#### [STATED GOAL]
Switch each "pixel coordinates" in the material below to "point coordinates" and reproduce the rest without any change.

Entries from a point annotation dataset
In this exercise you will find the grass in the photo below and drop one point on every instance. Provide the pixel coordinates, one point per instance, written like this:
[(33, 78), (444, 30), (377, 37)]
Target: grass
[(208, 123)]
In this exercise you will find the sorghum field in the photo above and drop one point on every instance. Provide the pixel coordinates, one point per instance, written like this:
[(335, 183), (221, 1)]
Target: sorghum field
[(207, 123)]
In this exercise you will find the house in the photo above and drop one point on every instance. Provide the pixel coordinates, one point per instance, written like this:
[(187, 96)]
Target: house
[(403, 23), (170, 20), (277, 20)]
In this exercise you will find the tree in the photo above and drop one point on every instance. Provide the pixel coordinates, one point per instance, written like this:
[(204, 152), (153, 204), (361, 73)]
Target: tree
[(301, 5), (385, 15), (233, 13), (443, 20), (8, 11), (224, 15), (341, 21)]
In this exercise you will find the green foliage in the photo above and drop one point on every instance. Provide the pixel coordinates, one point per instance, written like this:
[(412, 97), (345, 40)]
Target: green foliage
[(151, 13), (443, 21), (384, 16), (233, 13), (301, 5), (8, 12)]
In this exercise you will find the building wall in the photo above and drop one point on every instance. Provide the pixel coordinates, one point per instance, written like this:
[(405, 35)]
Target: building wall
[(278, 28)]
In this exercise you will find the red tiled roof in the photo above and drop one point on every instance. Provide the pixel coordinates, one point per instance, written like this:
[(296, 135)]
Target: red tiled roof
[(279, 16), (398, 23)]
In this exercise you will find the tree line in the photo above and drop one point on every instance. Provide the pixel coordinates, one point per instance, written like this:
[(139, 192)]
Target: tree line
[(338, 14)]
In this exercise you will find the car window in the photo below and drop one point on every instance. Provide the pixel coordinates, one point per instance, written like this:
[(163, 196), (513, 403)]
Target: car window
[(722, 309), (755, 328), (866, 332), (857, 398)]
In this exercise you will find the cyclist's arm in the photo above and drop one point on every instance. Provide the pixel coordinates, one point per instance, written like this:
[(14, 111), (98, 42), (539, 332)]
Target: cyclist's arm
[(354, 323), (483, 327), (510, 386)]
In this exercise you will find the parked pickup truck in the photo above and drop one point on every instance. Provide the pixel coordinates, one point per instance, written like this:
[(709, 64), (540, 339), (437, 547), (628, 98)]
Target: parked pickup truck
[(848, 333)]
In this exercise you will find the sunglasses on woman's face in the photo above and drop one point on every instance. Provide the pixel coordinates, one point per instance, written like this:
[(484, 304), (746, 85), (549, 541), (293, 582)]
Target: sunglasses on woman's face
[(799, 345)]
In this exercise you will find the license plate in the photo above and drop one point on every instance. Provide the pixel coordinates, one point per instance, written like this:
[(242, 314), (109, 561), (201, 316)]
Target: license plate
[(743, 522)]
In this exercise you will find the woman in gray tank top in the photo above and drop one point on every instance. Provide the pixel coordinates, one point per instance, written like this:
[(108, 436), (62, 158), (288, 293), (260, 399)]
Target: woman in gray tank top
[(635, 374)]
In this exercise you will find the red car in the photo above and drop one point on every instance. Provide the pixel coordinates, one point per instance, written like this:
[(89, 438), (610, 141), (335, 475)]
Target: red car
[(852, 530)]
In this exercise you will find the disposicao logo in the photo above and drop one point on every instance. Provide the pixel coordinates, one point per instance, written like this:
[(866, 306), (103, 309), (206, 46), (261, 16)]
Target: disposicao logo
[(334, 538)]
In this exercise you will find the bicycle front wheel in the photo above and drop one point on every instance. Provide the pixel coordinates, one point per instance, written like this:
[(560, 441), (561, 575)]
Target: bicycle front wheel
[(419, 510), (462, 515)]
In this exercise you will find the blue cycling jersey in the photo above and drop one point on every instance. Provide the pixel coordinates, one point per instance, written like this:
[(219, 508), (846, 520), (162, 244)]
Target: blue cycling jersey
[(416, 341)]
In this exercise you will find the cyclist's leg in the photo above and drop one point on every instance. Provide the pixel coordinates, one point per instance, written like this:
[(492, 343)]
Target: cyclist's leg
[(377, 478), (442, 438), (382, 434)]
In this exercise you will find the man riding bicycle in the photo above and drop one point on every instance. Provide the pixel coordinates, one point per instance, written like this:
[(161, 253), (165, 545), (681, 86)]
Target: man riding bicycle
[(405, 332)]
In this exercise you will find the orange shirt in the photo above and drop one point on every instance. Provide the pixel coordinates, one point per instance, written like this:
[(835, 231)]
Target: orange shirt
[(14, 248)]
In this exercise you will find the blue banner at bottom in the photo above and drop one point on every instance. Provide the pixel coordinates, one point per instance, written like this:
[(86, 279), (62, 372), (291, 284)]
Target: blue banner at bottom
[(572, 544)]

#### [TASK RESPONSE]
In this exercise you will find the grass in the photo below and drop one point on every instance. Provide the point coordinates, one point per instance, written like this:
[(33, 78), (444, 30), (377, 37)]
Target: grass
[(208, 123)]
In this exercise you will find the sorghum field in the photo above and drop one point on every instance. Provide the point coordinates, one point per instance, written like this:
[(335, 183), (221, 1)]
Target: sorghum field
[(207, 123)]
In this exercise you will find the house in the photo above and drop one point on every instance. Provide the point coordinates, one point per instance, written like this:
[(187, 96)]
Target: house
[(403, 23), (170, 20), (277, 20)]
In this exercise you will find the tree in the photo above and drop one point on every instance. Provide the point coordinates, one point per instance, written like this:
[(204, 152), (153, 204), (361, 73)]
Target: tree
[(301, 5), (385, 15), (233, 13), (443, 20), (8, 11), (224, 15), (341, 21)]
In this exercise you will find the green foliage in the photo above and drop one point on every instance. Provide the point coordinates, one point per instance, written like this:
[(412, 97), (345, 40)]
Target: green foliage
[(151, 13), (443, 21), (384, 16), (233, 13), (301, 5), (8, 12)]
In this exercise you will find the building wall in the photo above and drop one point on every instance. Provide the point coordinates, one point per instance, written like this:
[(405, 35)]
Target: building wall
[(278, 28)]
In this exercise you will find the red tiled roof in the photo above and drop one point on every instance. Provide the point coordinates, one point per instance, written like this:
[(296, 135)]
Target: red tiled roof
[(279, 16), (398, 23)]
In this exercise you will find the tree line in the photo above and drop one point on every instance. Provide the point coordinates, one point per instance, written like this:
[(139, 192)]
Target: tree line
[(338, 14)]
In this exercise you will find the car window in the photo below and drop one point on every instance. Provide the point coordinates, one point per instance, written like this:
[(163, 196), (513, 403)]
Target: car window
[(722, 309), (755, 328), (866, 332), (857, 398)]
In this exercise you will find the cyclist's arm in the photo above and drop one point on every instance. Provide the point coordinates, one point per instance, written like this:
[(14, 111), (98, 42), (539, 332)]
Target: cyclist's arm
[(354, 323), (483, 327), (510, 386)]
In this exercise you will find the parked pickup truck in the photo above and drop one point on every instance. Provide the point coordinates, one point per instance, written like this:
[(709, 64), (540, 339), (437, 547), (628, 98)]
Target: parked pickup truck
[(848, 333)]
In this exercise you will find the sunglasses on woman's face in the photo above and drop one point on every instance. Provide the point coordinates, one point per instance, written like this:
[(484, 304), (746, 85), (549, 541), (293, 582)]
Target: sunglasses on woman's face
[(799, 345)]
In this exercise you will find the license plate in the photo above and drop one point on every instance. Provide the point coordinates, one point per instance, written like this:
[(242, 314), (109, 561), (201, 316)]
Target: license plate
[(743, 522)]
In this exercise you will find the woman in gray tank top in the photo above and drop one point on every instance. Provide the point coordinates, one point per instance, written like this:
[(108, 436), (62, 158), (288, 293), (260, 399)]
Target: woman in gray tank top
[(635, 374)]
In this exercise you will find the red car in the photo above and drop one point on every instance. Provide the point coordinates, one point per instance, written like this:
[(89, 438), (610, 141), (335, 475)]
Target: red car
[(852, 530)]
In this exercise you will find the disposicao logo in the photo above and drop one point on every instance. Provide the point coordinates, one point per instance, written like this:
[(866, 306), (103, 309), (206, 46), (261, 16)]
Target: disposicao logo
[(334, 538)]
In this exercise you will find the bicycle front wheel in the photo above and drop one point on every instance. Provide the point coordinates, one point per instance, written like this:
[(560, 441), (561, 575)]
Target: bicycle front wheel
[(419, 510), (462, 515)]
In this exercise you will find the blue cycling jersey in the photo above and drop one point on every instance. Provide the point coordinates, one point per instance, written like this:
[(219, 508), (846, 520), (162, 244)]
Target: blue cycling jersey
[(416, 341)]
In this exercise you will find the cyclist's leg in the photo above and drop one point on every instance. Provide the point coordinates, one point per instance, written like this:
[(492, 343)]
Target: cyclist's leg
[(377, 478), (442, 438), (382, 434)]
In this exercise you will find the man riding bicycle in the photo above and drop one point on every instance. Provide the point coordinates, one point per instance, written like this:
[(161, 253), (165, 545), (681, 86)]
Target: man riding bicycle
[(405, 332)]
In this exercise you will find the orange shirt in the photo above and drop one point on every instance. Provide the point coordinates, one point per instance, written like this:
[(835, 231)]
Target: orange shirt
[(14, 248)]
In this exercise you will find the blue banner at bottom in the photo above and drop one point on every instance. Provide the point coordinates, one point per instance, written like this:
[(86, 279), (62, 372), (291, 284)]
Target: blue banner at bottom
[(572, 544)]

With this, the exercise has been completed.